(Beginning of Source text)
CloudSearch deleteByQuery

CloudSearch deleteByQuery - java

The official Solr Java API has a deleteByQuery operation where we can delete documents that satisfy a query. The AWS CloudSearch SDK doesn't seem to have matching functionality. Am I just not seeing the deleteByQuery equivalent, or is this something we'll need to roll our own?
Something like this:
SearchRequest searchRequest = new SearchRequest();
searchRequest.setQuery(queryString);
searchRequest.setReturn("id,version");
SearchResult searchResult = awsCloudSearch.search(searchRequest);
JSONArray docs = new JSONArray();
for (Hit hit : searchResult.getHits().getHit()) {
JSONObject doc = new JSONObject();
doc.put("id", hit.getId());
// is version necessary?
doc.put("version", hit.getFields().get("version").get(0));
doc.put("type", "delete");
docs.put(doc);
}
UploadDocumentsRequest uploadDocumentsRequest = new UploadDocumentsRequest();
StringInputStream documents = new StringInputStream(docs.toString());
uploadDocumentsRequest.setDocuments(documents);
UploadDocumentsResult uploadResult = awsCloudSearch.uploadDocuments(uploadDocumentsRequest);
Is this reasonable? Is there an easier way?

You're correct that CloudSearch doesn't have an equivalent to deleteByQuery. Your approach looks like the next best thing.
And no, version is not necessary -- it was removed with the CloudSearch 01-01-2013 API (aka v2).
(End of Source text)
(Beginning of Data shown)
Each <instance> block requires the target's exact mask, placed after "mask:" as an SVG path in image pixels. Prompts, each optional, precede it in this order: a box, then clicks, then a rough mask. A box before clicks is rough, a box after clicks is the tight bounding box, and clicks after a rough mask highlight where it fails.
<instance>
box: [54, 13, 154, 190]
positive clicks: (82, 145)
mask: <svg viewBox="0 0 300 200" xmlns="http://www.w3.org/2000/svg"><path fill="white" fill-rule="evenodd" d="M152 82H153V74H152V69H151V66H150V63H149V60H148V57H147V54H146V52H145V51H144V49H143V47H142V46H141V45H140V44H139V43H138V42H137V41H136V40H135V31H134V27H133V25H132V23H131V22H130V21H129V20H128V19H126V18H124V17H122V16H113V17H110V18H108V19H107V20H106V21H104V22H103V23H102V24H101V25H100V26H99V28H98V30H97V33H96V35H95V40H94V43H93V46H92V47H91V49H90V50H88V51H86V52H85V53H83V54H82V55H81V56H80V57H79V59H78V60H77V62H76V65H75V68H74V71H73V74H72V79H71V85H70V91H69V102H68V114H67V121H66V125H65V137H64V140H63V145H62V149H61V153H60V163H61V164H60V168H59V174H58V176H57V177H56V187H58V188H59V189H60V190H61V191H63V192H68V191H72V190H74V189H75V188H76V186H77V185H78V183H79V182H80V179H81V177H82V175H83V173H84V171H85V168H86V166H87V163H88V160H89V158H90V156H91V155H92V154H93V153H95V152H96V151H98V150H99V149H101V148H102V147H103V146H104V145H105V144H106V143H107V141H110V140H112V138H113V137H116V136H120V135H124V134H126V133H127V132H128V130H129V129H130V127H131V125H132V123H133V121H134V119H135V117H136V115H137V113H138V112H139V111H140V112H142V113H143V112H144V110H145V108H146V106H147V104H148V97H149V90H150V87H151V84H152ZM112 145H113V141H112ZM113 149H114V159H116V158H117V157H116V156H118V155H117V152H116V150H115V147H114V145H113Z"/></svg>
(End of Data shown)
(Beginning of Data shown)
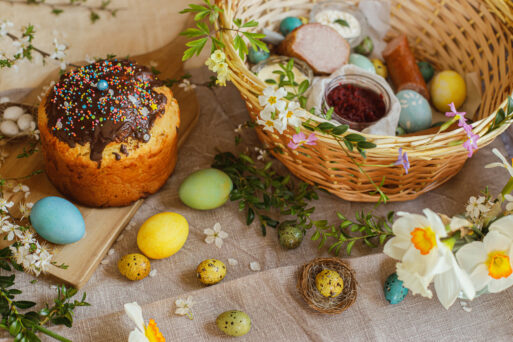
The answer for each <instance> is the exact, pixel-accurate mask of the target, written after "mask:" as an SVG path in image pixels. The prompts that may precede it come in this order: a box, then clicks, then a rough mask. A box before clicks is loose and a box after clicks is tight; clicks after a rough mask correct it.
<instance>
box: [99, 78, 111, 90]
(End of Data shown)
(Beginning of Data shown)
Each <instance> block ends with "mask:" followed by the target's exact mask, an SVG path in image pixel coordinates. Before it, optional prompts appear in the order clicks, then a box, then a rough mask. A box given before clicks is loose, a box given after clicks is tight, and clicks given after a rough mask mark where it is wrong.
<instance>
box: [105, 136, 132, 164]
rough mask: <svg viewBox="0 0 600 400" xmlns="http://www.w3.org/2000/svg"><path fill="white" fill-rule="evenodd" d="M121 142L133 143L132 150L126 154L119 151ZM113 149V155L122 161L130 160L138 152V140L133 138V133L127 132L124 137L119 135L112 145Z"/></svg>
(End of Data shown)
# Required work
**a)** Write out the part of the CloudSearch deleteByQuery thread that begins at the words "You're correct that" and stops after "API (aka v2).".
**b)** Write what comes next in the CloudSearch deleteByQuery thread, starting after its last sentence.

# Answers for the exercise
**a)**
You're correct that CloudSearch doesn't have an equivalent to deleteByQuery. Your approach looks like the next best thing.
And no, version is not necessary -- it was removed with the CloudSearch 01-01-2013 API (aka v2).

**b)**
CloudSearch doesn't provide delete as query, it supports delete in a slightly different way i.e. build json object having only document id (to be deleted) and operation should be specified as delete. These json objects can be batched together but batch size has to be less than 5 MB.
Following class supports this functionality, you just pass its delete method the array of ids to be deleted:
class AWS_CS
{
protected $client;
function connect($domain)
{
try{
$csClient = CloudSearchClient::factory(array(
'key' => 'YOUR_KEY',
'secret' => 'YOUR_SECRET',
'region' => 'us-east-1'
));
$this->client = $csClient->getDomainClient(
$domain,
array(
'credentials' => $csClient->getCredentials(),
'scheme' => 'HTTPS'
)
);
}
catch(Exception $ex){
echo "Exception: ";
echo $ex->getMessage();
}
//$this->client->addSubscriber(LogPlugin::getDebugPlugin());
}
function search($queryStr, $domain){
$this->connect($domain);
$result = $this->client->search(array(
'query' => $queryStr,
'queryParser' => 'lucene',
'size' => 100,
'return' => '_score,_all_fields'
))->toArray();
return json_encode($result['hits']);
//$hitCount = $result->getPath('hits/found');
//echo "Number of Hits: {$hitCount}\n";
}
function deleteDocs($idArray, $operation = 'delete'){
$batch = array();
foreach($idArray as $id){
//dumpArray($song);
$batch[] = array(
'type' => $operation,
'id' => $id);
}
$batch = array_filter($batch);
$jsonObj = json_encode($batch, JSON_HEX_TAG | JSON_HEX_APOS | JSON_HEX_QUOT | JSON_HEX_AMP);
print_r($this->client->uploadDocuments(array(
'documents' => $jsonObj,
'contentType' =>'application/json'
)));
return $result['status'] == 'success' ? mb_strlen($jsonObj) : 0;
}
}

Modified for C# - Deleting uploaded document in cloud search
public void DeleteUploadedDocuments(string location)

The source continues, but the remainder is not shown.